Professor Lowe told the Inquiry how he first read about the transmission of HIV through blood products in a Lancet article but was not involved in communicating this risk to patients. He then went onto to discuss how Scotland became self-sufficient for Factor VIII concentrate in 1983.

Ms Richards QC asked Professor Lowe about a Lancet article which he co-authored in 1983. The article discussed 77 Scottish haemophiliacs that were tested for HIV and received Scottish blood products. The article compared the Scottish haemophiliacs to Danish haemophiliacs who were also tested for HIV but had received US commercial concentrates. The blood taken from the haemophiliacs was sent to the US for testing. The results showed that 12 of the Glasgow patients had tested positive for HIV.

Sir Brian asked Professor Lowe about why the article was published before the patients were told that they were positive for HIV and that their samples had been sent to the US. Dr Lowe said that he had been quite conflicted about publishing the information and his duties to his patients.

Supplied records

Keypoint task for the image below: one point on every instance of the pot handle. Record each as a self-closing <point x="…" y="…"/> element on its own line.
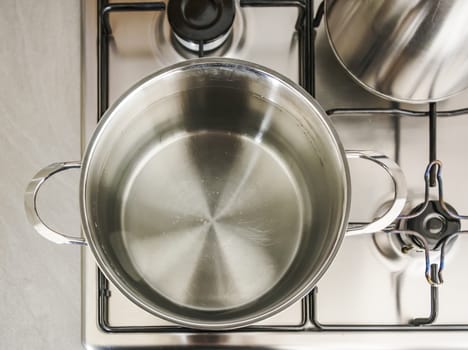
<point x="399" y="199"/>
<point x="30" y="204"/>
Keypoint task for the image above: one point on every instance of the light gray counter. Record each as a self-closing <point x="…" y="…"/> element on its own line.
<point x="39" y="124"/>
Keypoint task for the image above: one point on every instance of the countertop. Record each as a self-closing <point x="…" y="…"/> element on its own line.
<point x="40" y="124"/>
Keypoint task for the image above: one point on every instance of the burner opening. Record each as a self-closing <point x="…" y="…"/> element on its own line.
<point x="434" y="223"/>
<point x="205" y="23"/>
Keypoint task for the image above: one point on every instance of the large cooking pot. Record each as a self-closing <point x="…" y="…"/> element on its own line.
<point x="214" y="193"/>
<point x="404" y="50"/>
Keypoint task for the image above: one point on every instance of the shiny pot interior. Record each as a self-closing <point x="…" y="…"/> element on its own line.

Check your understanding
A - Translate this sentence from the passage about Professor Lowe's evidence into Spanish: "The blood taken from the haemophiliacs was sent to the US for testing."
B - Pick up the account of Professor Lowe's evidence to the Inquiry after its final sentence and carry it forward.

Answers
A - La sangre extraída de los hemofílicos se envió a Estados Unidos para su análisis.

B -
Staying on the theme of HIV transmission, Ms Richards QC asked Professor Lowe about a letter dated 8th January 1985 signed by Dr Forbes and himself inviting haemophiliacs that had been treated with factor VIII concentrates to be tested for HIV. Sir Brian asked Professor Lowe why he had signed the letter when he did not write it. Professor Lowe said that Dr Forbes had asked him to also sign the letter, just in case Dr Forbes was absent from the department, but he admitted that this was peculiar.

Professor Lowe told the Inquiry that he told patients of positive test results for Non-A, Non-B hepatitis and HIV after 1986.

Ms Richards QC then asked Professor Lowe about the recording of positive HIV test results in patients records. Professor Lowe says the initial interview with a patient was private and confidential, therefore this was sometimes not recorded in a patient’s records. However, he stated that from 1985 onwards he would ask a patient if they wanted it written in their records that they had tested positive for HIV or Non-A, Non-B hepatitis.

Concluding his evidence for the day, Ms Richards QC asked Professor Lowe about the use of commercial factor concentrates. Professor Lowe told the Inquiry that commercial concentrates were used by the Infirmary when stocks of SNBTS product depreciated in 1988.